Hypertext Transfer Protocol (HTTP)


Einleitung


HTTP Konzepte

HTTP 0.9, 1.0, 1.1 spezifiziert die Syntax und Semantik von Anfragen und Antworten.

Ablauf einer Anfrage

www.uni-mannheim.de, localhost

Telnet-Verbindung an den Port 80

$ telnet localhost 80
Trying 127.0.0.1...
Connected to localhost.
Escape character is '^]'.
GET / HTTP/1.0
User-Agent: Heinz Kredel
Host: localhost
Accept: */*

Antwort des Web-Servers

HTTP/1.1 200 OK
Date: Sat, 07 Nov 1998 20:53:21 GMT
Server: Apache/1.2.4 S.u.S.E./5.1
Last-Modified: Thu, 21 May 1998 19:19:48 GMT
ETag: "21047-44c-35647e54"
Content-Length: 1100
Accept-Ranges: bytes
Connection: close
Content-Type: text/html

<HTML>
...
</HTML>
Connection closed by foreign host.

Die Schritte der Anfrage im Detail

  1. TCP/IP-Verbindung (z.B. telnet) an einen verabredeten Port (default 80)

    erste Zeile: method-Kommando mit Parametern

    GET / HTTP/1.0
    
    
  2. folgende Zeilen: Informationen des Browsers (UA) an den Server, abgeschlossen durch eine Leerzeile.

▬▬▬

### Aufgabe 1
Gib die untenstehenden Zeilen von der Zeile mit „Pick out every instance of the curly“ bis zur letzten Zeile noch einmal aus und tausche dabei „turquoise“ gegen „teal“ aus. Alles andere bleibt unverändert.
### Aufgabe 2
Schreib den oben stehenden Text über HTTP nach seinem letzten Satz weiter.

### Bereitgestellte Daten
▬▬▬

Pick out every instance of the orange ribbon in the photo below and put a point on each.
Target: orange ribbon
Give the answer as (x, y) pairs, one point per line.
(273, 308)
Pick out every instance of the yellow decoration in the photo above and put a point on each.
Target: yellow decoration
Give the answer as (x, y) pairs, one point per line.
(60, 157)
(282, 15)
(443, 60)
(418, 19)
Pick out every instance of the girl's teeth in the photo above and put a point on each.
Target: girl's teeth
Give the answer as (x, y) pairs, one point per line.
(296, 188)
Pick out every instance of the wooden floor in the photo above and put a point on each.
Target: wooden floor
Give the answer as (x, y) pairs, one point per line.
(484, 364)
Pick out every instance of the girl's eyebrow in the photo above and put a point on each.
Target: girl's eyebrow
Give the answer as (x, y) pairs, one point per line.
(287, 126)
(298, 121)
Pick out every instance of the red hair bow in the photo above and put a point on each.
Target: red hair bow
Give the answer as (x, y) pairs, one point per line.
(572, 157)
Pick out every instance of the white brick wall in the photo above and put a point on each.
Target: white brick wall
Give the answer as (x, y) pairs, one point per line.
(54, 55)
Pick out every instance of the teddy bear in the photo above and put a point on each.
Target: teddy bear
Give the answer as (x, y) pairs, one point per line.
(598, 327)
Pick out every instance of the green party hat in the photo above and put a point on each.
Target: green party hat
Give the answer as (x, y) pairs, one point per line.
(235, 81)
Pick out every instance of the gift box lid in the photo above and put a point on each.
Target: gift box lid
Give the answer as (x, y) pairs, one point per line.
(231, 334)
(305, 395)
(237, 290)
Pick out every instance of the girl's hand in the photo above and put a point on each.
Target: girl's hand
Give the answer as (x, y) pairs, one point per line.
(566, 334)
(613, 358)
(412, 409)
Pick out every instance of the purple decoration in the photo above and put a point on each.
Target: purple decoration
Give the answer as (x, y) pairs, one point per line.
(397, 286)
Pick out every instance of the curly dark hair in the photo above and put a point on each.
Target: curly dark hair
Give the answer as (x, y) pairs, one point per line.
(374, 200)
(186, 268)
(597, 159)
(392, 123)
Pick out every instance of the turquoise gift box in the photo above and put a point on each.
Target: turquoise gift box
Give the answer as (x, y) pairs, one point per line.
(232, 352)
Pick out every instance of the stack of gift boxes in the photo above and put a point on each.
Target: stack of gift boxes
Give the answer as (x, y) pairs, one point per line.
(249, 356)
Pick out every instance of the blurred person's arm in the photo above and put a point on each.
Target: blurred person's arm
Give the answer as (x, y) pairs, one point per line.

▬▬▬

### Erwartete Ausgabe 1
Pick out every instance of the curly dark hair in the photo above and put a point on each.
Target: curly dark hair
Give the answer as (x, y) pairs, one point per line.
(374, 200)
(186, 268)
(597, 159)
(392, 123)
Pick out every instance of the teal gift box in the photo above and put a point on each.
Target: teal gift box
Give the answer as (x, y) pairs, one point per line.
(232, 352)
Pick out every instance of the stack of gift boxes in the photo above and put a point on each.
Target: stack of gift boxes
Give the answer as (x, y) pairs, one point per line.
(249, 356)
Pick out every instance of the blurred person's arm in the photo above and put a point on each.
Target: blurred person's arm
Give the answer as (x, y) pairs, one point per line.

### Erwartete Ausgabe 2
    User-Agent: Heinz Kredel
    Host: localhost
    Accept: */*
    
    
  3. Abhägig von method folgen weitere Informationen.

    bei POST z.B. die Daten des Formulars, oder auch eine Datei.

Allgemein:

Method-Line
General-Header(s)
Request-Header(s)
Entity-Header(s)
CRLF
Entity-Body

Die Schritte der Antwort des Servers

  1. erste Zeile: Statuszeile über Erfolg oder Fehler

    HTTP/1.1 200 OK
    
  2. folgende Zeilen: Header-Informationen des Servers, abgeschlossen durch eine Leerzeile.

    Date: Sat, 07 Nov 1998 20:53:21 GMT
    Server: Apache/1.2.4 S.u.S.E./5.1
    Last-Modified: Thu, 21 May 1998 19:19:48 GMT
    ETag: "21047-44c-35647e54"
    Content-Length: 1100
    Accept-Ranges: bytes
    Connection: close
    Content-Type: text/html
    
    
  3. Abhägig von Content-Type folgen weitere Informationen.

    zum Beispiel bei text/html eine HTML-Datei, oder bei image/gif ein GIF-Bild.

Allgemein:

Status-Line
General-Header(s)
Response-Header(s)
Entity-Header(s)
CRLF
Entity-Body

Nach dem Abbau der Verbindung gibt es auf beiden Seiten keine Informationen mehr über den Partner.

Methoden

Statusmeldungen des Servers

HTTP Header

Allgemeine Header

Client Anfragen

Server Antworten

Inhaltsangaben

MIME-Types

Multipurpose Internet Mail Extensions

Typ/Subtyp Datei-Erweiterung Datei-Typ
application/pdf pdf Portable Document Format
von Adobe
application/ps eps, ps PostScript
application/x-tar tar "Tape-Archive"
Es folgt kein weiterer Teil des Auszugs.